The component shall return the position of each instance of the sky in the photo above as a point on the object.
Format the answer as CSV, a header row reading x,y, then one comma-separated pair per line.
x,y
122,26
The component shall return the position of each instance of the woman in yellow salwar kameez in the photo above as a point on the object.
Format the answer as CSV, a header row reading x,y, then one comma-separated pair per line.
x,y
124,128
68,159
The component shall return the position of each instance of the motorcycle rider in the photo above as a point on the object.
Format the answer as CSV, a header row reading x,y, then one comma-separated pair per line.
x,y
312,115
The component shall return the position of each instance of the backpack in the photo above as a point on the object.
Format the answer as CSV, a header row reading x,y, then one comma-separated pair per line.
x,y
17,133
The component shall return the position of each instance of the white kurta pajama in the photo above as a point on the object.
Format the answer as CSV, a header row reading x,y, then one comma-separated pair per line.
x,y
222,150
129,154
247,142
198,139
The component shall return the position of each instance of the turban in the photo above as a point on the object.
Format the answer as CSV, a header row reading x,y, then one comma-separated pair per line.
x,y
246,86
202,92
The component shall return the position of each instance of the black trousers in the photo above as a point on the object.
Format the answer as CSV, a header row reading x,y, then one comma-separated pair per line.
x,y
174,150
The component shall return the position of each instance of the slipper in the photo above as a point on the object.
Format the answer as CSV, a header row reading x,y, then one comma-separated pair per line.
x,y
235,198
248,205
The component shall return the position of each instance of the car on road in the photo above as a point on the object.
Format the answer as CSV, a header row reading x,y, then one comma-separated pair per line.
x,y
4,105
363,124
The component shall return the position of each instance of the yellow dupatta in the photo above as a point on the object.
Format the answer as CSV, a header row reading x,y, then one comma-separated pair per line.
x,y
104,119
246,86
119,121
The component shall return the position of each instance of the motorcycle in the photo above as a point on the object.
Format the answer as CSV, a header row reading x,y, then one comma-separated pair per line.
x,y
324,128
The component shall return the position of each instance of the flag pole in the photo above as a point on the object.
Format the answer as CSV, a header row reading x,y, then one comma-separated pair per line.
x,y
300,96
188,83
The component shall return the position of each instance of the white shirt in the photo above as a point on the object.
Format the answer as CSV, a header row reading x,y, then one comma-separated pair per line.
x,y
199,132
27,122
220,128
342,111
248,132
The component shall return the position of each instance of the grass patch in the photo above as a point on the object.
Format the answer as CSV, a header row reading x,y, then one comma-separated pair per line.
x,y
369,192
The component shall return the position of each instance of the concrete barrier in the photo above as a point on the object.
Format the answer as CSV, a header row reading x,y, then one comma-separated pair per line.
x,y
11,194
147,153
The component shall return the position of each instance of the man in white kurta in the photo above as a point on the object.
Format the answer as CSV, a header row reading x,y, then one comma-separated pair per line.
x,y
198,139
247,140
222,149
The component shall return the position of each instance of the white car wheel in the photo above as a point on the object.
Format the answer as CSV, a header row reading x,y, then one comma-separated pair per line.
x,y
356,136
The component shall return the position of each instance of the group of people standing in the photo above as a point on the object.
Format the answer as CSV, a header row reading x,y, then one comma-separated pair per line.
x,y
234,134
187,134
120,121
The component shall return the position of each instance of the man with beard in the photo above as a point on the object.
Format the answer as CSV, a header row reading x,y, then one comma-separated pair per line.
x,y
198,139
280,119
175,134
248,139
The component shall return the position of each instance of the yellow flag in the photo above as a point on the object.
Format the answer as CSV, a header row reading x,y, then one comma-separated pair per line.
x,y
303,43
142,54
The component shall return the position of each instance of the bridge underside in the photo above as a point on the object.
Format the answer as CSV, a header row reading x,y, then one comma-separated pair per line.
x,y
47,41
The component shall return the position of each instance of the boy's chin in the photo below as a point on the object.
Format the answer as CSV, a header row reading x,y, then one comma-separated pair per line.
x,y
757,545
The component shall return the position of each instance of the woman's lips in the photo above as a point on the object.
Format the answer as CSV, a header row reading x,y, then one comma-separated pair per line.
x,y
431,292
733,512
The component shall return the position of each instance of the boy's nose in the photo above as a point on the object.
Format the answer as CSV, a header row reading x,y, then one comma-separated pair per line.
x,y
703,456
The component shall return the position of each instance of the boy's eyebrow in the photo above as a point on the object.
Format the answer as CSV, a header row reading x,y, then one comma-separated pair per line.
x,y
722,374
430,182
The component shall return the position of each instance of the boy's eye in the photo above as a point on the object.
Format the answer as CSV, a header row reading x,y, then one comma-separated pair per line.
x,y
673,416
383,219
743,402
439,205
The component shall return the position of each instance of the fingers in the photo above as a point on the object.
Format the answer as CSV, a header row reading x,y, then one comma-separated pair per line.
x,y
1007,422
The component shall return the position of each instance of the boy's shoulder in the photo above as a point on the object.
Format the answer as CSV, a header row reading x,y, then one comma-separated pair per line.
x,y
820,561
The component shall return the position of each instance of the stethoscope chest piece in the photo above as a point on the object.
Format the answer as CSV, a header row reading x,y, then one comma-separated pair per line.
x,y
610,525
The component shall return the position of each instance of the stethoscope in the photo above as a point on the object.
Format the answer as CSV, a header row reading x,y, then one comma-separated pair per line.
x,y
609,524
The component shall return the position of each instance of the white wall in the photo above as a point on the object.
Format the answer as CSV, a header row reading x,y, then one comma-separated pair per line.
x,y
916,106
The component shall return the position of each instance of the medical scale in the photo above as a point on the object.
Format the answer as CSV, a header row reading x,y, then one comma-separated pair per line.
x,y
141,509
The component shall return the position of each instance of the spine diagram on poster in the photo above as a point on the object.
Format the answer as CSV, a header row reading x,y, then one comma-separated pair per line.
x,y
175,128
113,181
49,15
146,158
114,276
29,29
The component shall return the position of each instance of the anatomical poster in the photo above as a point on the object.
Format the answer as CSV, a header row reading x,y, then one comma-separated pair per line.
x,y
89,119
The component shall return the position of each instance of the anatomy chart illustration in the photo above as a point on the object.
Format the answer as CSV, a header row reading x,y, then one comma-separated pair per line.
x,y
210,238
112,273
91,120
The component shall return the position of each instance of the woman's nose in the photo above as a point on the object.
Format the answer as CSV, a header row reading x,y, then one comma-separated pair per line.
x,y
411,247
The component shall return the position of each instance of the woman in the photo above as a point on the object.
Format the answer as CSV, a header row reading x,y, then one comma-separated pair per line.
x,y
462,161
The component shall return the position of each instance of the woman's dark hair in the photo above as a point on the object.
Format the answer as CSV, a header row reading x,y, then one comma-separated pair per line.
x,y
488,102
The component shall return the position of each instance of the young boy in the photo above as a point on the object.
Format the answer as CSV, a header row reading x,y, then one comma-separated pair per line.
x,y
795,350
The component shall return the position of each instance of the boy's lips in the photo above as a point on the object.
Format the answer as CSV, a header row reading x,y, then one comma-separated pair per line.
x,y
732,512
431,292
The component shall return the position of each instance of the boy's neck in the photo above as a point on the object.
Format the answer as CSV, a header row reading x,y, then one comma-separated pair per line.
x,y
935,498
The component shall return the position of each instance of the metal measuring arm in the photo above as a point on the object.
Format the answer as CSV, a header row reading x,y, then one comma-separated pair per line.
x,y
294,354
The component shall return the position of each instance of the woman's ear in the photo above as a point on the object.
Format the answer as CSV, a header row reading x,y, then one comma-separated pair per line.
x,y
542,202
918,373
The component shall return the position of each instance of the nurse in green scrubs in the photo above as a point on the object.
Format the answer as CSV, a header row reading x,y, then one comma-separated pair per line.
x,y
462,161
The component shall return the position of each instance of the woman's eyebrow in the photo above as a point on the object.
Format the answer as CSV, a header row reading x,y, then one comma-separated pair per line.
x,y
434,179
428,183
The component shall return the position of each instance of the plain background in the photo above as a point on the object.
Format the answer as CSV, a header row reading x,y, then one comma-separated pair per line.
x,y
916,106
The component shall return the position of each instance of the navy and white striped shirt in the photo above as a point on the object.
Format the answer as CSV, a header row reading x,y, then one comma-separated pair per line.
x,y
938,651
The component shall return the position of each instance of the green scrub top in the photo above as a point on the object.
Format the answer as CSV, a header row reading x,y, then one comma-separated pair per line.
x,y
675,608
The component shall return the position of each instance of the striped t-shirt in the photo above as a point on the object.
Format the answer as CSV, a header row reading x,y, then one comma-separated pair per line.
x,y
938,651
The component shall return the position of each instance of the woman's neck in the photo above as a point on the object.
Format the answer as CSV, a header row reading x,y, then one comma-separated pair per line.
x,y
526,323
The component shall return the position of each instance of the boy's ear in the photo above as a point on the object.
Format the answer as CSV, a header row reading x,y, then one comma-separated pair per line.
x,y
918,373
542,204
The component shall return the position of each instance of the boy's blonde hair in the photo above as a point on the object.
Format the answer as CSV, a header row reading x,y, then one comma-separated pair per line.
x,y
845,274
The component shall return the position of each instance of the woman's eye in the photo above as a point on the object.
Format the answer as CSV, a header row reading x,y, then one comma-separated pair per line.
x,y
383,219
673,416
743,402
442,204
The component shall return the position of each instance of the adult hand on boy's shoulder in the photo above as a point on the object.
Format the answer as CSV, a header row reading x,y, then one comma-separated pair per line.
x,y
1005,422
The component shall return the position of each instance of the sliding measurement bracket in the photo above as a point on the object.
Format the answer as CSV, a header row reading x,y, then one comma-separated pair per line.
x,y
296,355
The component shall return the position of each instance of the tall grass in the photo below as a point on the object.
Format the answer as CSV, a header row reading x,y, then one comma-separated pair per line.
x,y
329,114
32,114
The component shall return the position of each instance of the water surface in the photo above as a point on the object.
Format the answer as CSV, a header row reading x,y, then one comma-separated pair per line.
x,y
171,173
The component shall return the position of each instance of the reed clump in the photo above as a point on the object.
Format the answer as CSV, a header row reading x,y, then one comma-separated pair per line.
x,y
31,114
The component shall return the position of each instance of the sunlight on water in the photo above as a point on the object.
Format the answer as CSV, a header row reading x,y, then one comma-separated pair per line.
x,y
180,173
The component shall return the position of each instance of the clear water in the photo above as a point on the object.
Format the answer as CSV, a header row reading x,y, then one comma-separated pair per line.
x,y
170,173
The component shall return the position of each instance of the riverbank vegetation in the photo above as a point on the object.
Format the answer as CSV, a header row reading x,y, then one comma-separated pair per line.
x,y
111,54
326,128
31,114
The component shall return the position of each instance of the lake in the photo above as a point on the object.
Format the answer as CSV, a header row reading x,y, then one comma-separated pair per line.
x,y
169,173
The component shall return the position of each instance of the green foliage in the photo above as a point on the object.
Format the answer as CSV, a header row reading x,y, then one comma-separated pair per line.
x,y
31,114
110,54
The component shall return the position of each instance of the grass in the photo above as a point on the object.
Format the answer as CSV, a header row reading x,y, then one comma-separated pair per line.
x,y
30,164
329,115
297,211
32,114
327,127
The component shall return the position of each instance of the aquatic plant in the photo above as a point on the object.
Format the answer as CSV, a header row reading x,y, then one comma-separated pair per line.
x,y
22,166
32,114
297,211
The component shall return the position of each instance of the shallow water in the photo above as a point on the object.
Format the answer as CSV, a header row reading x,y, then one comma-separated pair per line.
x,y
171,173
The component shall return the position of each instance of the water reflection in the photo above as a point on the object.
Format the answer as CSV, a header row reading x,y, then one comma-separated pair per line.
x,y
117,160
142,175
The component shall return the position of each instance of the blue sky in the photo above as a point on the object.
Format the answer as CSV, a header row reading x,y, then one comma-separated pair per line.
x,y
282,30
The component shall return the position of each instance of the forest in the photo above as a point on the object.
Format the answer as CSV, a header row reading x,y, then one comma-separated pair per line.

[EXERCISE] For this exercise, repeat exactly the lines of the data above from the one with "the white car" down to the one with "the boy's nose", both end lines included.

[ANSWER SPACE]
The component shall return the position of each instance of the white car wheel in the photo above as a point on the object.
Format the answer as CSV, a header row reading x,y, then one comma-separated pair per line.
x,y
356,136
The component shall return the position of each instance of the group of people standing in the photo above as a point on the object.
Format the answer as CSV, a header row reading x,y, then one comma-separated pair per line.
x,y
234,134
187,134
120,121
The component shall return the position of each instance of the man with beard in the photo above as a point on the object.
Format the answer as CSV, a header row reading x,y, then one comma-separated pair per line.
x,y
198,139
280,119
175,134
248,139
The component shall return the position of each instance of the yellow flag in the photo above as a point on the object.
Format the answer as CSV, a header row reading x,y, then one comma-separated pair per line.
x,y
303,43
142,54
The component shall return the position of each instance of the bridge underside in the photo above as a point on the object.
Format the answer as CSV, a header row reading x,y, then one comma-separated pair per line.
x,y
47,41
The component shall return the position of each instance of the boy's chin in the photo below as a point on the object.
Format the answer as CSV, a header row reading x,y, then one comma-separated pair per line.
x,y
757,545
The component shall return the position of each instance of the woman's lips in the photo above as a point on the object.
Format the answer as CSV, a header row reading x,y, then one comma-separated pair per line.
x,y
431,292
733,512
The component shall return the position of each instance of the boy's nose in the photo above as a point on the object.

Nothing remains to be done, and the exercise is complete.